Opdracht en eisen:
Ga verder met de tekst over de uitspraak van de rechtbank over de mvv-aanvraag. Begin na de laatste zin die er staat.

Brontekst:
▽

In deze uitspraak van de Rechtbank Den Haag, gedaan op 22 mei 2024, wordt het beroep van eiser tegen de afwijzing van zijn aanvraag voor een machtiging tot voorlopig verblijf (mvv) beoordeeld. Eiser, een jongvolwassene met de Syrische nationaliteit, had een aanvraag ingediend om bij zijn broer in Nederland te kunnen verblijven. De staatssecretaris van Justitie en Veiligheid had deze aanvraag afgewezen, met de argumentatie dat er geen meer dan gebruikelijke afhankelijkheidsrelatie tussen eiser en zijn broer bestond en dat eiser niet meer als jongvolwassene kon worden aangemerkt. De rechtbank heeft de zaak op 3 april 2024 behandeld, waarbij zowel de referent als de gemachtigden van eiser en de staatssecretaris aanwezig waren.

△

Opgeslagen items
▽

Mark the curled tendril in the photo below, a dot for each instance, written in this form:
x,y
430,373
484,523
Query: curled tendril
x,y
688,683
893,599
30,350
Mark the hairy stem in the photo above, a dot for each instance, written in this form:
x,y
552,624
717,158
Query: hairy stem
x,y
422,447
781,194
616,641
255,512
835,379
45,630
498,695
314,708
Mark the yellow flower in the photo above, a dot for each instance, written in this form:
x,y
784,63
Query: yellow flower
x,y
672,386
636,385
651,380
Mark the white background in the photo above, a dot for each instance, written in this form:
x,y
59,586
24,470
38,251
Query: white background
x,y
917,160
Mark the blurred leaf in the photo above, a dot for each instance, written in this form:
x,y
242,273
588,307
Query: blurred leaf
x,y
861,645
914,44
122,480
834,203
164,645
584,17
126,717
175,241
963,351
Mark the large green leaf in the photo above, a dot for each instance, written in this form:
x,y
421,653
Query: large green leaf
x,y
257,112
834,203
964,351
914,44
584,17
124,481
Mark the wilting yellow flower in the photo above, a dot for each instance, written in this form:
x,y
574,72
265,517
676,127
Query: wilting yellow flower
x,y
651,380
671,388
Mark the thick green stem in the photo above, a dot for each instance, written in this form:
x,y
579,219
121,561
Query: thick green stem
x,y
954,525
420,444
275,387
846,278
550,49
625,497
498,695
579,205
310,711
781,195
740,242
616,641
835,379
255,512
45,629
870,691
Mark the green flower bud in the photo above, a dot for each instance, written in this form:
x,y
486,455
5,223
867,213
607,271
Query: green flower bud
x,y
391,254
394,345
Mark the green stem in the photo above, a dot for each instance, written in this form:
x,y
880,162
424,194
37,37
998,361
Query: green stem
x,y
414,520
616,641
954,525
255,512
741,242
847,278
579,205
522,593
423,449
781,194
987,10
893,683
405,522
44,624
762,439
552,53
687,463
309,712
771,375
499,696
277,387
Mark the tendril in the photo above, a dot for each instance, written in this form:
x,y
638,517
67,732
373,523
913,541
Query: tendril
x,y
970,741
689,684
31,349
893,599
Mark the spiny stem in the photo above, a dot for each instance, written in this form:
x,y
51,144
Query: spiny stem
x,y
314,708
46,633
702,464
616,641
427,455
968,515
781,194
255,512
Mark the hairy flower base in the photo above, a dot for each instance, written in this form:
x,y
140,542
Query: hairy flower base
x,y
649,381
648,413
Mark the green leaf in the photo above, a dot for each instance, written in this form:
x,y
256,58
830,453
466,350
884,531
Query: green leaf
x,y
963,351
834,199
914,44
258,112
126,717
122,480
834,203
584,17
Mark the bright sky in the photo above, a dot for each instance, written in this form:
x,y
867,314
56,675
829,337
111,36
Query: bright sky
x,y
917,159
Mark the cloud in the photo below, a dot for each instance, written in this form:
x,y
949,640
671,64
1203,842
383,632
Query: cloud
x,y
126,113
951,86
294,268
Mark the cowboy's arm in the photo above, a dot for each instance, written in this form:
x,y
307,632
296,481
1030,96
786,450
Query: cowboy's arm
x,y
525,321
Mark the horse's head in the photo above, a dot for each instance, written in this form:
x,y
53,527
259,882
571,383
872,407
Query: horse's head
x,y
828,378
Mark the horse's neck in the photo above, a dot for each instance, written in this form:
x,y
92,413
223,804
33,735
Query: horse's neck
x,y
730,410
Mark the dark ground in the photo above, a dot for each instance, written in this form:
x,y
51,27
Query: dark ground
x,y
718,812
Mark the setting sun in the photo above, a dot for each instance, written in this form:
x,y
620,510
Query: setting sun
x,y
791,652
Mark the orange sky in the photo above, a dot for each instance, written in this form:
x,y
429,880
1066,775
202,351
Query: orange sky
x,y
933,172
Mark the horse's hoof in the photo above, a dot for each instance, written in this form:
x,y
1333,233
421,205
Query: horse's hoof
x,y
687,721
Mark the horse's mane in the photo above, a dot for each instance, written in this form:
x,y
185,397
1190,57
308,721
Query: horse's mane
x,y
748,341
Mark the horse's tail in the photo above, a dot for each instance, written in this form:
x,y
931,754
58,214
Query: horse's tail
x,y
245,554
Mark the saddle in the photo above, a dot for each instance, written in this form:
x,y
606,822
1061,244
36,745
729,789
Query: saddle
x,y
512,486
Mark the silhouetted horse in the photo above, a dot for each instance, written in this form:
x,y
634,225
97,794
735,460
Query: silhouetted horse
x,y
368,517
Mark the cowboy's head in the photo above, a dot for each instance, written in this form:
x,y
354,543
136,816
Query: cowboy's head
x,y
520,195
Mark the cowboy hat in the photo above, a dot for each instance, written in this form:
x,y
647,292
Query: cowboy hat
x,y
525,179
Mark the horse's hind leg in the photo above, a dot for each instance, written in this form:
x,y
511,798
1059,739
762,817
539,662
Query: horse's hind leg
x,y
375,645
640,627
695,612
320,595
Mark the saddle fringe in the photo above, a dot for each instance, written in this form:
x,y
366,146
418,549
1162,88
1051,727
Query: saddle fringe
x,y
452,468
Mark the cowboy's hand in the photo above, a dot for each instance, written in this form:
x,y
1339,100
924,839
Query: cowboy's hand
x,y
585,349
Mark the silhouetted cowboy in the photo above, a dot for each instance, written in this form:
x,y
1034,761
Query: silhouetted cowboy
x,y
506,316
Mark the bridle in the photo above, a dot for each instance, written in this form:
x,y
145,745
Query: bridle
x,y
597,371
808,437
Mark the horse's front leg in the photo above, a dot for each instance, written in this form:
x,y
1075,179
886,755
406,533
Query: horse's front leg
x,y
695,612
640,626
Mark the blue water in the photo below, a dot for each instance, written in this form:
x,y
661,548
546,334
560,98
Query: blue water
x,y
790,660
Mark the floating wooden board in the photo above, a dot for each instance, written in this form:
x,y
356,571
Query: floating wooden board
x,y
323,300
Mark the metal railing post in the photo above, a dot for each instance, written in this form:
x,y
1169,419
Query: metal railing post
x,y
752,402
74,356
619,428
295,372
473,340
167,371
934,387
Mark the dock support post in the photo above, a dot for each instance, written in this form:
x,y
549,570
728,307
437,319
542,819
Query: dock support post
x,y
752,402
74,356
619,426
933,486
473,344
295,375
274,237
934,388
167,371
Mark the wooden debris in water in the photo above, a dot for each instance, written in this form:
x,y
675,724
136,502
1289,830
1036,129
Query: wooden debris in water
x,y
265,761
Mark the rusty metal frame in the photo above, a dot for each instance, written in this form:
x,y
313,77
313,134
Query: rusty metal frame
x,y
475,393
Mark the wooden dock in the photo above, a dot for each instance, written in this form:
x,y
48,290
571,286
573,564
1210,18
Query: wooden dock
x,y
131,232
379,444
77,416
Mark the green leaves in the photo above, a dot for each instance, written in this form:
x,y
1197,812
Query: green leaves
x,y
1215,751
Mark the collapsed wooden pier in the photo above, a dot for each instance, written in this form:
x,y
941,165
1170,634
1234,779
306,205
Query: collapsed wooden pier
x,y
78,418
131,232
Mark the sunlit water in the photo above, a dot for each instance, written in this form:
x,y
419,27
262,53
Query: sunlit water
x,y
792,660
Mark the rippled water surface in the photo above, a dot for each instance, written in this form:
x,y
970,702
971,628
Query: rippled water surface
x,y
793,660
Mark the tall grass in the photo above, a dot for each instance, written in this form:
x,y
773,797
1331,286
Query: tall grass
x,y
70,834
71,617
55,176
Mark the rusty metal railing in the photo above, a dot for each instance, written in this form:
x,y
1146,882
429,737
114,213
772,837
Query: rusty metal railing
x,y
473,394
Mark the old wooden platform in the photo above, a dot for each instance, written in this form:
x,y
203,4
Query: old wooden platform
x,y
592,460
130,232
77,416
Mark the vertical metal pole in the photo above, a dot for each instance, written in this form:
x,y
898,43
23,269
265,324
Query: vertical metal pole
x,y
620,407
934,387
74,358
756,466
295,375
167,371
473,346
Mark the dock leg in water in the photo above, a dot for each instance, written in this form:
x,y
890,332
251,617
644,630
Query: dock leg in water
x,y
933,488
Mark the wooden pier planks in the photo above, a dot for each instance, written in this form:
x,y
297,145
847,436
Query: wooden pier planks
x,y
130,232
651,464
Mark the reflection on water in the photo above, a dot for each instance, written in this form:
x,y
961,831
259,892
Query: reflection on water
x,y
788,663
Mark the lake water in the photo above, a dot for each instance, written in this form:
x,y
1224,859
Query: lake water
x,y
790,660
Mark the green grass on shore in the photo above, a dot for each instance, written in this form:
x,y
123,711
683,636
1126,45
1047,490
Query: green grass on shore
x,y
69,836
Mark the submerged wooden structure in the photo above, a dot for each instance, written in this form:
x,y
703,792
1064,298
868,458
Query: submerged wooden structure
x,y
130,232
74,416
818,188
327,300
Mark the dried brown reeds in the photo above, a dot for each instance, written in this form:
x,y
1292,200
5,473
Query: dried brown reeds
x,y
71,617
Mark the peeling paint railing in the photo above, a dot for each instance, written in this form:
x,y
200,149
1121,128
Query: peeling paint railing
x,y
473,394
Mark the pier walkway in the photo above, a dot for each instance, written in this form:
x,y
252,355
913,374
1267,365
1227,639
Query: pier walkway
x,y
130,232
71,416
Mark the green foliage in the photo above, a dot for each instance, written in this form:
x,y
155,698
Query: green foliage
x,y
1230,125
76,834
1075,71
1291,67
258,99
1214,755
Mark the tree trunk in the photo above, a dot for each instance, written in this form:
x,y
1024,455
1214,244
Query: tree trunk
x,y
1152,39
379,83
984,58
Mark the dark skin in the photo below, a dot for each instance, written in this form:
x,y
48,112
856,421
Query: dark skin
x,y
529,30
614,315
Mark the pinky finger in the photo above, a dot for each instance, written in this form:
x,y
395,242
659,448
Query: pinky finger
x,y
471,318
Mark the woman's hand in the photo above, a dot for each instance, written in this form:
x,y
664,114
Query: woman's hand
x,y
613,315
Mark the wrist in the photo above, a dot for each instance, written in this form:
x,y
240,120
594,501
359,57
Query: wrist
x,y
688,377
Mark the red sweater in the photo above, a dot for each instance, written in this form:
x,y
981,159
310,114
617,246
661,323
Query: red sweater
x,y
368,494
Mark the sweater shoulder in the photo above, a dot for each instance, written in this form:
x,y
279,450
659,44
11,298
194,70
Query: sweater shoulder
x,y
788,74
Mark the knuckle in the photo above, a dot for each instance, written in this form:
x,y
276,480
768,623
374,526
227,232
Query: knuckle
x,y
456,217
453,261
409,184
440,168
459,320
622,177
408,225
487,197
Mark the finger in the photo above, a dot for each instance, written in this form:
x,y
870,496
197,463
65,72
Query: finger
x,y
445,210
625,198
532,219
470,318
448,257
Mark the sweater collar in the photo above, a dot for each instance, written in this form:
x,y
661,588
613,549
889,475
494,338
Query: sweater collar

△

Antwoord:
De rechtbank oordeelt dat de staatssecretaris onvoldoende heeft gemotiveerd waarom eiser niet onder het jongvolwassenenbeleid valt. Eiser heeft betoogd dat hij zich in Turkije niet zelfstandig kan handhaven en dat zijn situatie daar niet wijst op zelfstandigheid, maar op een noodgedwongen bestaan. De rechtbank concludeert dat de staatssecretaris ten onrechte heeft aangenomen dat de gezinsband tussen eiser en zijn ouders verbroken is, en dat hij eiser niet in de bezwaarprocedure heeft gehoord, wat een schending van de hoorplicht inhoudt.
De rechtbank vernietigt het bestreden besluit en draagt de staatssecretaris op om een nieuw besluit te nemen, waarbij hij eiser opnieuw moet horen. Tevens wordt de staatssecretaris veroordeeld tot het betalen van een dwangsom van € 1.442 wegens het niet tijdig beslissen op het bezwaar van eiser. De proceskosten van eiser worden vastgesteld op € 1.750. Deze uitspraak benadrukt het belang van een zorgvuldige motivering en het horen van betrokkenen in bestuursrechtelijke procedures.